=== EXCERPTED PASSAGE ===

-------------------------

Lipoprotein (a) Test

Lipoprotein (a) test is done specifically to know your risk level of heart disease. Is you are a healthy person your lp-a values should be <14mg/dL. Lp-a is an independent risk factor for coronary artery disease. Hence getting this test performed is of vital importance.

How The Lipoprotein (a) Test Is performed

Blood is typically drawn from a vein, usually from the inside of the elbow or the back of the hand. The site is cleaned with germ-killing medicine (antiseptic). The health care provider wraps an elastic band around the upper arm to apply pressure to the area and make the vein swell with blood.

Next, the health care provider gently inserts a needle into the vein. The blood collects into an airtight vial or tube attached to the needle. The elastic band is removed from your arm.

Once the blood has been collected, the needle is removed, and the puncture site is covered to stop any bleeding.

Who performs This lipoprotein (a) Test

Randox labs, Lab Test Online, Berkeley Heart Lab are some of the testing laboratories that will perform lipoprotein (a) test for you. This test can be done along with normal lipid profile.

How to Prepare for the Test

You will be asked not to eat anything for 12 hours before the test.

Do not smoke before the test.

 How the Test Will Feel

A needle is inserted to draw blood. You may feel moderate pain, or only a prick or stinging sensation. Afterward, there may be some throbbing

Why the Lipoprotein (a) Test Is Performed

High levels of lipoproteins can increase the risk of heart disease. The test is done to check your risk of atherosclerosis, stroke, and heart attack.

Normal Results for Lp (a)

Normal values of lipoprotein (a) are below 30 mg/dL (milligrams per deciliter). If the lp (a) values are < 14 mg/dL it is very good. Above 30mg/dL indicates high risk. At this level the process of atherosclerosis sets in. Gradually the plaque may block the flow of blood to the heart and may result in heart attack.

Note: Normal value ranges may vary slightly among different laboratories. Talk to your doctor about the meaning of your specific test results.

The example above shows the common measurements for results for these tests. Some laboratories use different measurements or may test different specimens.

What Abnormal levels of lp (a)Results Mean

Higher than normal values of Lp (a) are associated with a high risk for atherosclerosis, stroke, and heart attack.

-------------------------

=== PROMPT ===
Please return, word for word, the part of the lipoprotein (a) test page that opens with the words containing "Lipoprotein (a) test is done" and closes with "of vital importance.".

=== DATA LISTING ===

-------------------------

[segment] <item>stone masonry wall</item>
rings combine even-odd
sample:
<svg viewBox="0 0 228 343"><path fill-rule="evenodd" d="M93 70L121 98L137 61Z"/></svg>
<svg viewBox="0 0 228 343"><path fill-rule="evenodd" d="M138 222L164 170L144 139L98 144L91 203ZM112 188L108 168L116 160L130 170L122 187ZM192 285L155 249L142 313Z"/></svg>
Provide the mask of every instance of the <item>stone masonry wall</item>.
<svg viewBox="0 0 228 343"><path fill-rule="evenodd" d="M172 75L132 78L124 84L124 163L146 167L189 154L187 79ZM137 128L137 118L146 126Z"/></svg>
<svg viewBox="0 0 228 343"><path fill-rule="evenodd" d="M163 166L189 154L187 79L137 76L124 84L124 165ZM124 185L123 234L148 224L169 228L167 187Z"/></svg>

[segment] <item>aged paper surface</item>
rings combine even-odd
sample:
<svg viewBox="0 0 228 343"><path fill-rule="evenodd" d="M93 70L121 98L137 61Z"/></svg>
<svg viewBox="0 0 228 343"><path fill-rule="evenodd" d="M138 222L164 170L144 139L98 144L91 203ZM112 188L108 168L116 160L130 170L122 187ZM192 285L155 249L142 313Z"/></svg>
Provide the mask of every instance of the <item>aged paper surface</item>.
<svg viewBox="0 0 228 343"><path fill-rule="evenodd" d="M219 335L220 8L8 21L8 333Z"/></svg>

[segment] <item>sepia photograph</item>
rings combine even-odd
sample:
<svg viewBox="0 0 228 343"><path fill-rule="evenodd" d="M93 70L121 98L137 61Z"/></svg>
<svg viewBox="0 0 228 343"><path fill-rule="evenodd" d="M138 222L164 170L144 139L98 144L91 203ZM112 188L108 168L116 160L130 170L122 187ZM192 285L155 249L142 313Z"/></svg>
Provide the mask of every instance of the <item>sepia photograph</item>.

-------------------------

=== ANSWER TO THIS PROBLEM ===
Lipoprotein (a) test is done specifically to know your risk level of heart disease. Is you are a healthy person your lp-a values should be <14mg/dL. Lp-a is an independent risk factor for coronary artery disease. Hence getting this test performed is of vital importance.